[INSTRUCTIONS TO FOLLOW] Rewrite all of the lines below with each occurrence of "largest disc" renamed to "largest circle", leaving everything else unchanged. Omit the pictures from your answer.

*** RECORDS FOR THIS EXERCISE

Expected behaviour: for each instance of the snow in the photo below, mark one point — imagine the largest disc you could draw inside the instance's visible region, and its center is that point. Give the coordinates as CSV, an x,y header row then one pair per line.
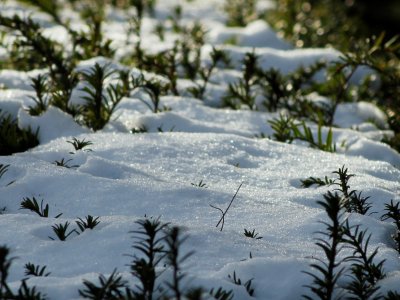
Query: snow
x,y
128,176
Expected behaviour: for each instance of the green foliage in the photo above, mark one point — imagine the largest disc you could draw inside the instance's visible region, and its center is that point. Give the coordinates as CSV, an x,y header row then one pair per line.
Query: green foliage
x,y
154,88
101,99
201,183
221,294
317,181
316,23
3,169
307,136
365,273
353,202
12,138
282,128
290,91
33,205
90,222
61,231
149,243
46,51
240,12
393,213
286,130
91,44
24,291
247,284
49,7
34,270
109,288
217,57
139,129
174,260
242,92
252,234
64,163
80,144
329,271
39,84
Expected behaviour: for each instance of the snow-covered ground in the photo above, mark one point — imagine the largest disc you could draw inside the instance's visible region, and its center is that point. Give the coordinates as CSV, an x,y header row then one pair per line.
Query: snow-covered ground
x,y
128,176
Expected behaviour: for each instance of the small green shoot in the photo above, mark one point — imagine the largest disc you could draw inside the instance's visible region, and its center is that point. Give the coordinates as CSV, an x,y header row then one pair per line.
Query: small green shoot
x,y
393,213
39,84
112,287
90,222
80,144
64,163
3,169
61,231
221,294
252,234
201,183
33,205
247,284
24,291
310,181
35,270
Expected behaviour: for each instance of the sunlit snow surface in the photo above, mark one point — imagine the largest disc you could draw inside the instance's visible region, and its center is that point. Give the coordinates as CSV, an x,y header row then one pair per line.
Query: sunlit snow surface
x,y
127,176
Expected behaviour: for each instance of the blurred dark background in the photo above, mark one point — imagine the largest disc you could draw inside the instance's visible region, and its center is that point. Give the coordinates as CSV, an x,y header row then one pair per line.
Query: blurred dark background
x,y
378,16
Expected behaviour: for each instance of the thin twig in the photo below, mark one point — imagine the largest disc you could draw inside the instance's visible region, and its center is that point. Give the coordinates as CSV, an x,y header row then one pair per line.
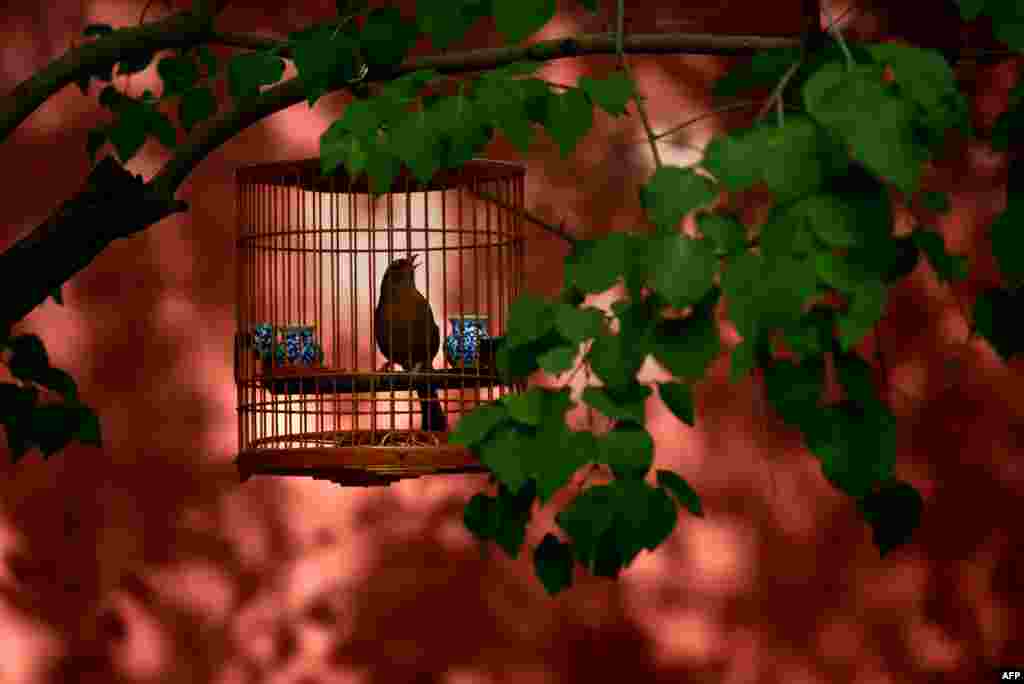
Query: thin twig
x,y
641,110
776,94
554,229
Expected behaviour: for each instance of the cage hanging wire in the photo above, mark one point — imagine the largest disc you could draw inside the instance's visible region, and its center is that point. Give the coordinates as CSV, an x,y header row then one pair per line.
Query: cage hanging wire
x,y
314,395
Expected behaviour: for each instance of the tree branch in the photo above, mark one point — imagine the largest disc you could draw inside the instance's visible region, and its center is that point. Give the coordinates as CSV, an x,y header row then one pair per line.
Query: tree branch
x,y
113,204
213,133
181,30
30,266
532,218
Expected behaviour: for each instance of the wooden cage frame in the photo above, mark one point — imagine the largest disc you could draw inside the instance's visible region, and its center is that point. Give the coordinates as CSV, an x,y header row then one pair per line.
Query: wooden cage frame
x,y
310,251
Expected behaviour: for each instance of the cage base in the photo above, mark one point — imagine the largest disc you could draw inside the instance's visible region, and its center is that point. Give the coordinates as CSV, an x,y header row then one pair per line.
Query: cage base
x,y
358,466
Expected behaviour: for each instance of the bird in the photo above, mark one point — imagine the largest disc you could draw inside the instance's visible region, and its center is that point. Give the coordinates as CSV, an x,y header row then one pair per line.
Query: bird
x,y
408,335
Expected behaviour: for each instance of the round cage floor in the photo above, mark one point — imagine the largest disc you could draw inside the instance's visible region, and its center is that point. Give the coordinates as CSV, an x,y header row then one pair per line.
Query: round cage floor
x,y
357,458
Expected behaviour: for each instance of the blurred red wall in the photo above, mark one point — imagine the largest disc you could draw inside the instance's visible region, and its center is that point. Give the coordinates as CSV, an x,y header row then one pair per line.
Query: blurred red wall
x,y
146,561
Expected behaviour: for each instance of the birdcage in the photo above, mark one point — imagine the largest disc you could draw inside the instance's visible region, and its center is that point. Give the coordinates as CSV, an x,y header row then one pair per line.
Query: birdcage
x,y
316,396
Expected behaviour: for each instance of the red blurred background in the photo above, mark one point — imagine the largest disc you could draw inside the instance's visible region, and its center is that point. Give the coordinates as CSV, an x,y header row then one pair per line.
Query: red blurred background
x,y
146,561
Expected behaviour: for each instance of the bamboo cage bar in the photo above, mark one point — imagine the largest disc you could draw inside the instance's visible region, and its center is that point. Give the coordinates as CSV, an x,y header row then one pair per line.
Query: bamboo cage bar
x,y
311,251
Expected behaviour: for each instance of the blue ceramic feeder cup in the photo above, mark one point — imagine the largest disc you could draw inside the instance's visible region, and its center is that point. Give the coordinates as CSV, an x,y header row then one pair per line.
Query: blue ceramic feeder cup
x,y
462,346
292,345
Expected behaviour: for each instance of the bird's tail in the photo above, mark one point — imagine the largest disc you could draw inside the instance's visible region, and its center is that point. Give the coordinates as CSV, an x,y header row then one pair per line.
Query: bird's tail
x,y
431,415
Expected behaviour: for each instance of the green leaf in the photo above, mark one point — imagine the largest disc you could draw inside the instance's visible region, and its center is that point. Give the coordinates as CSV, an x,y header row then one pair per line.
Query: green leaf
x,y
579,325
97,30
614,359
382,167
724,230
927,79
527,408
626,403
937,202
517,361
529,318
947,267
866,307
475,426
513,513
558,359
386,38
795,389
197,105
135,62
856,377
811,335
178,73
338,146
904,259
595,265
994,317
517,19
325,58
88,431
682,268
628,450
672,193
503,454
553,564
1006,236
678,396
480,516
681,489
96,138
732,159
856,444
570,451
743,358
795,159
129,132
417,142
208,59
586,518
646,517
611,93
832,217
248,72
894,513
878,125
687,346
569,117
970,9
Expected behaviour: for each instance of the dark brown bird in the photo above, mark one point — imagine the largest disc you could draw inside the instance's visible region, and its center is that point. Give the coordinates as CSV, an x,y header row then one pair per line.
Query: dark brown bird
x,y
408,335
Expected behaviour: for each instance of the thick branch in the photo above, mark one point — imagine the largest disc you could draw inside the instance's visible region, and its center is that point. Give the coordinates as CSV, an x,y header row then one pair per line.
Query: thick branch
x,y
217,131
113,204
553,229
181,30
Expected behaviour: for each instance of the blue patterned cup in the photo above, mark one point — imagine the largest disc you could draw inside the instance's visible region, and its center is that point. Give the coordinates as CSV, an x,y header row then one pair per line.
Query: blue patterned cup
x,y
287,344
300,345
462,346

******

[THE ANSWER]
Expected behaviour: for each instance of the snow in the photo below, mark one point — imagine the largest circle you could draw inside the instance's visible region, and its center is that point. Give the coordinates as CSV, an x,y header row then one pair per line.
Query: snow
x,y
128,176
Expected behaviour: for each instance of the green foliage in the photo above, mark one point — imagine the largest circle you could draw inside the instance's visible region, and its center is that point. Give the coordinates as CSV, an x,y header row then one pair per line.
Query: green foliage
x,y
154,88
101,99
201,183
221,294
317,181
316,23
3,169
307,136
365,273
353,202
12,138
282,128
290,91
33,205
90,222
61,231
149,243
46,51
240,12
393,213
286,130
91,44
24,291
247,284
49,7
34,270
109,288
217,57
139,129
174,260
242,92
252,234
64,163
80,144
329,271
39,84
Expected behaviour: for each instance of the snow-covered ground in the photo above, mark one point — imagine the largest circle you could draw inside the instance's visible region, and its center is that point. Give the coordinates as CSV, an x,y header row then one pair per line.
Query: snow-covered ground
x,y
128,176
Expected behaviour: for each instance of the small green shoot in the photo above, mark one point — imagine the largest circle you could draw inside the instance's visible region, and its center is that point. Give the coordinates as CSV, an x,y header row then one pair per line.
Query: small green shoot
x,y
393,213
39,84
112,287
90,222
80,144
64,163
3,169
61,231
221,294
252,234
201,183
33,205
247,284
24,291
310,181
35,270
Expected behaviour: for each instance of the sunlit snow surface in the photo above, mark one point — imagine the largest circle you could draw inside the instance's visible region, and its center is that point. Give the coordinates as CSV, an x,y header row then one pair per line.
Query: sunlit snow surface
x,y
127,176
Expected behaviour: for each instance of the blurred dark background in the photo above, mark one point — imagine the largest circle you could draw inside the instance's visible region, and its center is that point. Give the coordinates as CSV, an x,y header row then one pair per line.
Query: blurred dark background
x,y
378,16
Expected behaviour: for each instance of the thin twig in the photo below, mark one point — imagine the largest circle you could draw inside the instance's visible region, and its center is that point. Give the coordinates as CSV, an x,y header row then one pair per line.
Query: thin twig
x,y
641,110
776,94
554,229
Expected behaviour: for each instance of the cage hanging wire in the photo above, mark one point — imagine the largest circle you could draw inside the instance's visible region, and its center is that point. Give the coordinates as CSV, an x,y header row then one pair per line.
Query: cage hanging wire
x,y
314,395
Expected behaviour: for each instance of the tree branch in the photo above, mark one point — imagine the largest circle you could draw inside the instance's visible region, and its center is that point. Give the coordinates as CSV, an x,y header row then one pair per line.
Query: tree branch
x,y
113,204
213,133
181,30
30,266
532,218
Expected behaviour: for each instance of the wooden cage frame in the photo above, mark one point — imagine the largest circle you could draw inside the instance's visible region, and its center is that point. Give the coordinates as CSV, an x,y header row then one pair per line.
Query: wooden cage frame
x,y
310,251
Expected behaviour: for each instance of the cage base in the photo above, mark one point — imagine the largest circle you could draw inside the instance's visible region, and its center is that point. Give the coordinates as CSV, an x,y header row then one pair per line.
Query: cage base
x,y
358,466
Expected behaviour: for each instance of the bird in the photo above, mark one point — imagine the largest circle you could draw inside the instance's visible region, and its center is that point. Give the coordinates as CSV, an x,y header row then one pair per line.
Query: bird
x,y
408,335
Expected behaviour: for each instance of the round cage floor in the photo above, mark one point — imagine the largest circle you could draw inside the instance's visible region, and its center is that point. Give the coordinates as CSV, an x,y header row then one pair per line.
Query: round cage floor
x,y
357,458
Expected behaviour: for each instance of the blurred red wall in the photo above, mark one point — imagine the largest circle you could draw inside the instance's visible region, and its center is that point. Give the coordinates as CSV, an x,y header row then one pair per line.
Query: blurred red wall
x,y
146,561
Expected behaviour: for each instance of the birdcage in the photo above, mark one point — imagine the largest circle you could draw inside the instance's visible region, and its center is that point. Give the coordinates as CSV, an x,y header row then one pair per line.
Query: birdcage
x,y
316,396
Expected behaviour: for each instance of the red blurred background in the photo above, mark one point — imagine the largest circle you could draw inside the instance's visible region, and its center is that point. Give the coordinates as CSV, an x,y header row then one pair per line.
Query: red blurred background
x,y
146,561
Expected behaviour: for each instance of the bamboo cage bar in the photo above, mark one point — imagine the largest circle you could draw inside the instance's visible region, and its center is that point. Give the coordinates as CSV, an x,y header row then one pair per line.
Query: bamboo cage bar
x,y
311,251
Expected behaviour: for each instance of the blue ceramic feeder cup in the photo above, mark one point — imagine the largest circle you could draw inside the instance's visible region, and its center is that point. Give the coordinates as CSV, an x,y header row then one pair per line.
Query: blue ceramic feeder cup
x,y
462,346
292,345
Expected behaviour: for each instance of the bird's tail in the photo above, mark one point — imagine the largest circle you could draw inside the instance's visible region, and its center is that point. Give the coordinates as CSV, an x,y header row then one pair per line.
Query: bird's tail
x,y
431,415
Expected behaviour: for each instance of the green leaf in the photo above, mark one point — imagine the largest circle you could draw inside the instance's visible region, and its center is that point. Give the coordinates as CSV, an x,y header row then one pair per line.
Query: green leaf
x,y
579,325
97,30
614,359
382,167
724,230
927,79
527,408
626,403
937,202
517,361
529,318
947,267
866,307
475,426
513,513
558,359
386,38
795,389
197,105
135,62
856,377
811,335
178,73
338,146
904,259
595,265
994,317
517,19
325,58
88,431
682,268
628,450
672,193
503,454
553,564
1006,236
678,396
480,516
681,489
96,138
732,159
856,444
570,451
743,358
795,159
129,132
417,142
208,59
586,518
646,517
611,93
832,217
248,72
894,513
878,125
687,346
569,117
970,9
Expected behaviour: for each instance of the dark brown bird in the photo above, mark one point — imagine the largest circle you could draw inside the instance's visible region, and its center is that point. Give the coordinates as CSV, an x,y header row then one pair per line.
Query: dark brown bird
x,y
408,335
Expected behaviour: for each instance of the thick branch in the photo above, mark one point — imagine the largest circle you could draw inside the instance's visible region, and its center is that point. Give the coordinates as CSV, an x,y header row then one pair per line.
Query: thick branch
x,y
217,131
113,204
553,229
181,30
Expected behaviour: for each instance of the blue patterned cup in the photo above, mark one point — imagine the largest circle you could draw inside the instance's visible region, and its center is that point. Give the coordinates as CSV, an x,y header row then one pair per line.
Query: blue patterned cup
x,y
287,344
300,345
462,346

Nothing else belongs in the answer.